**Requirement 1**
Repeat the lines of the listing below word for word, from the line with "point: silhouetted tree" to the last line of the listing, both included, and leave the pictures out of your answer.

**Document extract**
▬▬▬

Cycles much worse performance with RTX cards

Thanks for your experience and the tips Markus!

What I’ve tried so far:

  • Windows 10 1803 and 1809
  • Different drivers
  • With and without DDU
  • More Blender 2.80 and 2.79 versions

How do you get the Vega64 to run properly on Linux (Mint Cinnamon in my case)? Everyone told me to go AMD because they were natively supported by the Linux, but I missed how that didn’t mean OpenCL support which is crucial to me. I’m a complete Linux noob.
Currently rendering on 8 cores.
Currently wishing I went for Threadripper instead.

You can just install the official driver normally. You have to edit a file to make it believe it’s vanilla Ubuntu, that’s all (version number from 18.04 to 19): https://www.reddit.com/r/linuxmint/comments/986ncb/failed_to_install_latest_amd_drivers_on_mint_19/

Ah, yes. As bliblubli describes you are out on an adventure when trying to use opencl with any thing else than Ubuntu 18.04. My system was built from a 18.04 server image so I could use the official drivers.
That is another reason I switched to NVIDIA. I am rebuilding my system to be Arch based and there are no issues with the drivers.

There might be something about the RTX 2060 that causes this, which would require a change to the Cycles kernels? I haven’t see this kind of slow down with my 2070 and when I compare it to my old 980 it does very well (about 2X as fast) YMMV.

As far a Linux goes, Nvidia is the only way to go in my opinion. I haven’t had an issue with the drivers for many years now, AMD drivers I had problems with and have heard of other people having issues too. Although that was about 8 years ago, so again YMMV. :smiley:

If I understand correctly there is no slow down with the 2070 under Cycles? On Windows?

Would you like to make a test with the scene I used? Uploaded it again: https://ufile.io/gfqjy

Today I did the Redshift benchmark and the numbers is quite the same as other 2060’s (15min 7sec).

▬▬▬

**Information given**
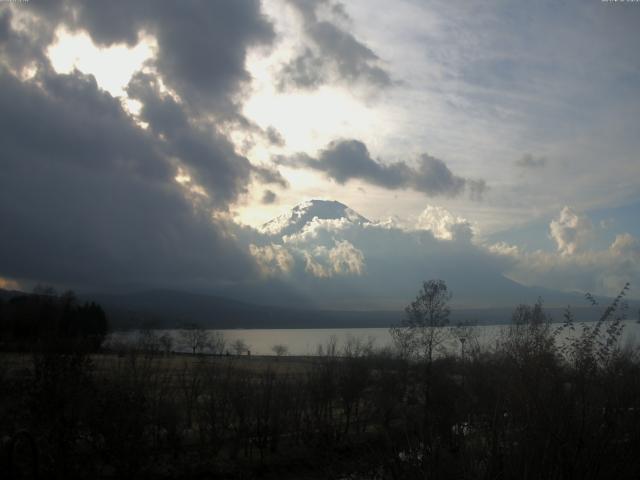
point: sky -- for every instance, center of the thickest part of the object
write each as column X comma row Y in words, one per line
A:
column 495, row 145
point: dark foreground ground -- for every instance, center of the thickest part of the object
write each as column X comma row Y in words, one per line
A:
column 526, row 409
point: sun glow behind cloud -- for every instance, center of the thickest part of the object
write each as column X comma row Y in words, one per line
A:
column 112, row 67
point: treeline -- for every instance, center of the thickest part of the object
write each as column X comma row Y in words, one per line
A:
column 45, row 319
column 529, row 407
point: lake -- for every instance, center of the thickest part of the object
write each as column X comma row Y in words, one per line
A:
column 307, row 341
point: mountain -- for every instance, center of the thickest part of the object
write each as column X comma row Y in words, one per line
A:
column 338, row 259
column 306, row 212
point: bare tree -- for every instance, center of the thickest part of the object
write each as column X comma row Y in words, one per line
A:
column 421, row 332
column 166, row 341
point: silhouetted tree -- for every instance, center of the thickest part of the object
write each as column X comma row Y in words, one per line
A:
column 421, row 333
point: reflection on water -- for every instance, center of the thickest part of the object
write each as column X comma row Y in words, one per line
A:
column 307, row 341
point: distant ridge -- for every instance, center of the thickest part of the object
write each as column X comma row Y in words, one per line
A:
column 173, row 309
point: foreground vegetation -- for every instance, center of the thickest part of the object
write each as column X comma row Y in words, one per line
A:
column 528, row 408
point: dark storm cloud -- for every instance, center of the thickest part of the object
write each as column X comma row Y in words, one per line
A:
column 332, row 53
column 529, row 161
column 87, row 197
column 208, row 156
column 350, row 159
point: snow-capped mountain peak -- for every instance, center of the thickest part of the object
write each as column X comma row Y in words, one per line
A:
column 305, row 212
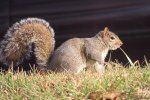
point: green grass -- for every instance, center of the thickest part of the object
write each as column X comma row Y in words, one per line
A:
column 134, row 82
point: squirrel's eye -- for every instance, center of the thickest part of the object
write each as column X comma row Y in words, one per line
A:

▬▬▬

**Requirement 2**
Reproduce the forum thread on Cycles performance with RTX cards word for word from "That is another" to "Cycles? On Windows?".

**Exercise response 1**
point: silhouetted tree -- for every instance, center of the thickest part of the object
write each as column X comma row Y in words, one per line
A:
column 421, row 333
point: reflection on water -- for every instance, center of the thickest part of the object
write each as column X comma row Y in words, one per line
A:
column 307, row 341
point: distant ridge -- for every instance, center of the thickest part of the object
write each as column X comma row Y in words, one per line
A:
column 173, row 309
point: foreground vegetation -- for every instance, center of the thickest part of the object
write each as column X comma row Y in words, one per line
A:
column 528, row 408
point: dark storm cloud -- for every instance, center of the thickest part of the object
write each as column X comma row Y in words, one per line
A:
column 332, row 53
column 529, row 161
column 87, row 197
column 208, row 156
column 350, row 159
point: snow-capped mountain peak -- for every instance, center of the thickest part of the object
write each as column X comma row Y in words, one per line
A:
column 305, row 212
point: green grass -- for every instance, center of the thickest part of the object
write each as column X comma row Y in words, one per line
A:
column 134, row 82
point: squirrel's eye -- for every instance, center of the thickest part of the object
write each as column X comma row Y in words, one per line
A:

**Exercise response 2**
That is another reason I switched to NVIDIA. I am rebuilding my system to be Arch based and there are no issues with the drivers.

There might be something about the RTX 2060 that causes this, which would require a change to the Cycles kernels? I haven’t see this kind of slow down with my 2070 and when I compare it to my old 980 it does very well (about 2X as fast) YMMV.

As far a Linux goes, Nvidia is the only way to go in my opinion. I haven’t had an issue with the drivers for many years now, AMD drivers I had problems with and have heard of other people having issues too. Although that was about 8 years ago, so again YMMV. :smiley:

If I understand correctly there is no slow down with the 2070 under Cycles? On Windows?